:: EXTRAIT FOURNI ::

En l’espèce, la Banque calédonienne d’investissement a consenti deux prêts à un particulier pour lui permettre de financer l’acquisition de parts au sein de deux SCI, propriétaires de lots dans un immeuble en copropriété. Le remboursement de ce prêt était garanti par l’inscription de deux hypothèques sur ces lots. L’emprunteur, représenté par le syndic de copropriété, avait par ailleurs souscrit une assurance multirisques. Cependant, en 2005, un incendie ravage une grande partie de l’immeuble et notamment les lots, propriétés des SCI. C’est à l’issue d’un arrêt du 9 août 2012 que l’assureur verse finalement diverses sommes qui étaient dues au titre de l’assurance souscrite. Cependant, la banque assigne le 15 octobre 2013 l’assureur en paiement des indemnités dues à la suite de l’incendie sur le fondement d’une délégation dont elle se prévaut et des dispositions de l’article L.121-13 du Code des assurances.
Déboutée en première instance puis en appel, la banque se pourvoit en cassation.
Dans un premier temps, la Cour de cassation rejette son pourvoi au motif qu’elle n’a pas respecté certaines règles primordiales de procédure civile. En effet, elle a soulevé en cassation un grief qui portait sur la décision de première instance, grief qu’elle n’a pas relevé en appel.

:::
:: DONNÉES FOURNIES ::

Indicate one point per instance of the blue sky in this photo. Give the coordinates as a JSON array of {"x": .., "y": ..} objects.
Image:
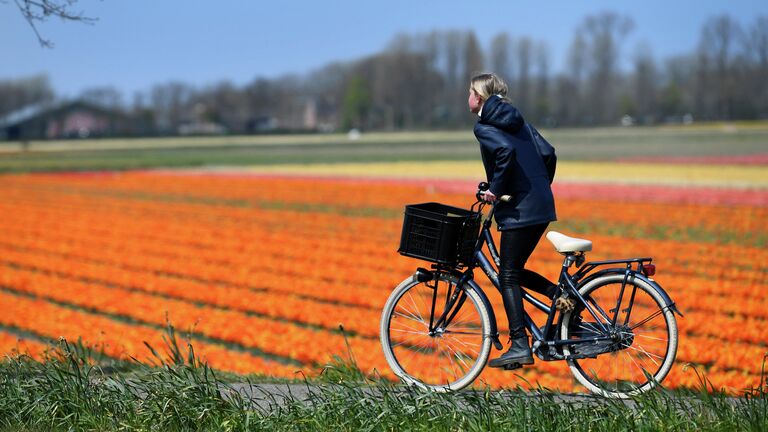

:::

> _CONSIGNE_
Recopiez sans rien changer, s'il vous plaît, le passage de l'extrait fourni qui va de « Déboutée en première » jusqu'à « relevé en appel. ».

> _RÉPONSE_
Déboutée en première instance puis en appel, la banque se pourvoit en cassation.
Dans un premier temps, la Cour de cassation rejette son pourvoi au motif qu’elle n’a pas respecté certaines règles primordiales de procédure civile. En effet, elle a soulevé en cassation un grief qui portait sur la décision de première instance, grief qu’elle n’a pas relevé en appel.